[Start of PROVIDED MATERIAL]

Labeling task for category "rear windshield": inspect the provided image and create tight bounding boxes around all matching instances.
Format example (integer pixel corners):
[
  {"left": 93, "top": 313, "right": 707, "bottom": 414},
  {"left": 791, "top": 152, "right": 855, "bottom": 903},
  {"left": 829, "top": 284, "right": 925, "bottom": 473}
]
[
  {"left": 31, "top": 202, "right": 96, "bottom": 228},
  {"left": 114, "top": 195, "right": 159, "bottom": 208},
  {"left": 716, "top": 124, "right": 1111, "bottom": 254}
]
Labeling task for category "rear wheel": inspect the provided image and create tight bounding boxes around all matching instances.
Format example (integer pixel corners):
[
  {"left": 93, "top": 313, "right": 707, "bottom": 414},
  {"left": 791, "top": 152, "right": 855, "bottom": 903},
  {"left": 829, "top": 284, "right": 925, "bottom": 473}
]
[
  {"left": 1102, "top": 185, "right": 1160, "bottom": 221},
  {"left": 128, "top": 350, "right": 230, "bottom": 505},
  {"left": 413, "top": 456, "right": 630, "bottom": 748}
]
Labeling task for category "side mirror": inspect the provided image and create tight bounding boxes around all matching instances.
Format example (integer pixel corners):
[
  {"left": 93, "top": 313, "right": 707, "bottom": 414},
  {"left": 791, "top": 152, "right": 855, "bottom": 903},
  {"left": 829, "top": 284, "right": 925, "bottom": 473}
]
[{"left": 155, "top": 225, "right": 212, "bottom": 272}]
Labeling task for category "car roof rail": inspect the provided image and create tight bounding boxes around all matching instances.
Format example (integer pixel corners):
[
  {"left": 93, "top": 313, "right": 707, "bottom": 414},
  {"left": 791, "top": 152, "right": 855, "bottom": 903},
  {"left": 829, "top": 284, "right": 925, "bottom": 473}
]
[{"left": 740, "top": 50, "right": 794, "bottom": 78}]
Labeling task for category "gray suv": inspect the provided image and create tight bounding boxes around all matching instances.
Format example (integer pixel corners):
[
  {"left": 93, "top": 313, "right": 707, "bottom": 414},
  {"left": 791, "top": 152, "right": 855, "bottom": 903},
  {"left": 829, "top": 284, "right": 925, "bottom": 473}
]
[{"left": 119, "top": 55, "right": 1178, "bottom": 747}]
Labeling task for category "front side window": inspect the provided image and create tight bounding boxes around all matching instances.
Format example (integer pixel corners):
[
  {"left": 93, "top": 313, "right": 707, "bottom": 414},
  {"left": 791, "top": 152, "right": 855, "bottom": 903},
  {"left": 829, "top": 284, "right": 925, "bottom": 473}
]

[End of PROVIDED MATERIAL]

Pull out every line of the material above that contains the word "create", matching its case exactly.

Labeling task for category "rear windshield": inspect the provided image and create tight bounding boxes around all matching instances.
Labeling task for category "rear wheel": inspect the provided image and create tight bounding boxes around all matching instances.
Labeling task for category "side mirror": inspect the provided image and create tight bounding boxes around all matching instances.
Labeling task for category "car roof rail": inspect the provided image and create tight bounding boxes around all matching instances.
Labeling task for category "gray suv": inspect the provided image and create tight bounding boxes around all matching instances.
Labeling task for category "front side window": inspect the provided image and create tight bounding boxes around all matching instances.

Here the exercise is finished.